Source data
────────────────────────────────────────
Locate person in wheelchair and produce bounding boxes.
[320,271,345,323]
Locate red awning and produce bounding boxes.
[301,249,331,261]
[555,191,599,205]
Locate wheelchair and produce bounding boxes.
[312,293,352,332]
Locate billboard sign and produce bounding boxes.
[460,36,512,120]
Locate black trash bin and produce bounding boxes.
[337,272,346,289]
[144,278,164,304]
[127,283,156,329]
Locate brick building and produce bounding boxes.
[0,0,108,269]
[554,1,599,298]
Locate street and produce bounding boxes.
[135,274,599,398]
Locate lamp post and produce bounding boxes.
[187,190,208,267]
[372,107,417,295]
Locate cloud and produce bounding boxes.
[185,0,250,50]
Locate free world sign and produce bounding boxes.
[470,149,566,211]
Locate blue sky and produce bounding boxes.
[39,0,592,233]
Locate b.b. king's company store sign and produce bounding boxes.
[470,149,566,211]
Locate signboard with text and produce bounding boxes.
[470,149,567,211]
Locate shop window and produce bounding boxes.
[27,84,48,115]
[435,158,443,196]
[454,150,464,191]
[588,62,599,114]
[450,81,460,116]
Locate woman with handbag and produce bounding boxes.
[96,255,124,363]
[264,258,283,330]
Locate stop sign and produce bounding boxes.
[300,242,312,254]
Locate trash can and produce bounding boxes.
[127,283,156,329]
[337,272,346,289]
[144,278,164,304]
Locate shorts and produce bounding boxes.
────────────────────────────────────────
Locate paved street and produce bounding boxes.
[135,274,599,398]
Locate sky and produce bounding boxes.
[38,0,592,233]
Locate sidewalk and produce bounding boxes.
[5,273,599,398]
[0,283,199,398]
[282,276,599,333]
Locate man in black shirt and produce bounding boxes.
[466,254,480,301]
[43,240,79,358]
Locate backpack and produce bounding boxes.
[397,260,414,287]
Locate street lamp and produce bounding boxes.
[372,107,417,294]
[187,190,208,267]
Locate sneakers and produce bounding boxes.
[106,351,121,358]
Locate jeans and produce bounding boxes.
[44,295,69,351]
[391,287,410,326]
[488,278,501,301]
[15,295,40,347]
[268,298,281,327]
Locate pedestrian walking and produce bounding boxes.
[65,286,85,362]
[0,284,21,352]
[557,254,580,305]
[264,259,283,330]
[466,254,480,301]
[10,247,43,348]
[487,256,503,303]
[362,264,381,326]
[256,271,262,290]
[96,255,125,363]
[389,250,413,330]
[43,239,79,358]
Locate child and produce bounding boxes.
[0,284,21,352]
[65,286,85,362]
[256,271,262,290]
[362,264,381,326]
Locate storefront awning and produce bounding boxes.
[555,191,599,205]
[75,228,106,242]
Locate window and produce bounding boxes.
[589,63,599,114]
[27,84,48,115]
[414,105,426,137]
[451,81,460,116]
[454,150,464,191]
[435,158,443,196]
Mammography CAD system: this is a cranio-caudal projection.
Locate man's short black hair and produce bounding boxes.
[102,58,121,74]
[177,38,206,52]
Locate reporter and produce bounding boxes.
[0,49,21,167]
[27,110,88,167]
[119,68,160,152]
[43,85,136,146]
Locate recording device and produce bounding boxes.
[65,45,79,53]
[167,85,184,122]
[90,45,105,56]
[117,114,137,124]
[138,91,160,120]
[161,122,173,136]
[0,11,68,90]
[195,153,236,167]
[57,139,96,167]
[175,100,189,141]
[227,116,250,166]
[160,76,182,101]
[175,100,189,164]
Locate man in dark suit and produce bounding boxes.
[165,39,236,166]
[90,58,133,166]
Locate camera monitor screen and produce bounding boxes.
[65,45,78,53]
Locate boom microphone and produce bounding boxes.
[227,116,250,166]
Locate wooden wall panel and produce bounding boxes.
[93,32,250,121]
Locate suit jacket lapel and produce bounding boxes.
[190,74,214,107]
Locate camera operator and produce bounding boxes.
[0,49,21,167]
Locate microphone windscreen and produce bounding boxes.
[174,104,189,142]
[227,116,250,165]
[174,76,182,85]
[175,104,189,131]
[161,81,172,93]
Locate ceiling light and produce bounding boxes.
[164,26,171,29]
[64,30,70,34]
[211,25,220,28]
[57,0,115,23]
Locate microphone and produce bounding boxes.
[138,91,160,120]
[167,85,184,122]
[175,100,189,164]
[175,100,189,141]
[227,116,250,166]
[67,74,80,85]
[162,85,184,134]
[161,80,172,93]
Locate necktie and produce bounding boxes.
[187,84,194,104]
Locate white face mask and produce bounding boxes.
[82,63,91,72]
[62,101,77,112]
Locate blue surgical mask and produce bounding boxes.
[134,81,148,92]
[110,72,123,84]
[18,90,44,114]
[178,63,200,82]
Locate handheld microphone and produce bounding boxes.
────────────────────────────────────────
_PROMPT_
Recast the rows between the line holding "Locate jeans and produce bounding boxes." and the line holding "[93,32,250,121]", inclusive, as a numbered list, leaving out any blank lines.

_CORRECT OUTPUT_
1. Locate jeans and produce bounding boxes.
2. [44,295,69,351]
3. [391,287,410,326]
4. [488,278,501,301]
5. [15,295,40,347]
6. [268,298,281,327]
7. Locate pedestrian walking and produce bounding boxes.
8. [65,286,85,362]
9. [0,284,21,352]
10. [557,254,580,305]
11. [264,259,283,330]
12. [466,254,480,301]
13. [10,247,43,348]
14. [487,256,503,303]
15. [362,264,381,326]
16. [256,271,262,290]
17. [96,255,125,363]
18. [389,250,413,330]
19. [43,239,79,358]
20. Locate child and produce bounding boxes.
21. [0,284,21,352]
22. [65,286,85,362]
23. [256,271,262,290]
24. [362,264,381,326]
25. Locate storefront awning and produce bounding boxes.
26. [555,191,599,205]
27. [75,228,106,242]
28. Locate window and produce bounding boxes.
29. [589,63,599,114]
30. [27,84,48,115]
31. [414,105,426,137]
32. [451,81,460,116]
33. [454,150,464,191]
34. [435,158,443,196]
35. Mammography CAD system: this is a cranio-caudal projection.
36. Locate man's short black hair and produce bounding boxes.
37. [102,58,121,74]
38. [177,38,206,52]
39. Locate reporter and produce bounding boxes.
40. [0,49,21,167]
41. [27,110,88,167]
42. [119,68,160,152]
43. [43,85,136,146]
44. Locate recording device and produce bounding boxes.
45. [65,45,79,53]
46. [167,85,184,122]
47. [90,45,105,56]
48. [117,114,137,124]
49. [138,91,160,120]
50. [161,122,173,136]
51. [0,11,68,90]
52. [195,153,236,167]
53. [57,139,96,167]
54. [175,100,189,141]
55. [227,116,250,166]
56. [160,76,182,101]
57. [175,100,189,164]
58. Locate man in dark suit and produce bounding boxes.
59. [165,39,236,166]
60. [90,58,133,166]
61. Locate camera monitor screen and produce bounding boxes.
62. [65,45,78,53]
63. Locate boom microphone and produce bounding boxes.
64. [227,116,250,166]
65. Locate wooden wall panel and produce bounding boxes.
66. [93,32,250,121]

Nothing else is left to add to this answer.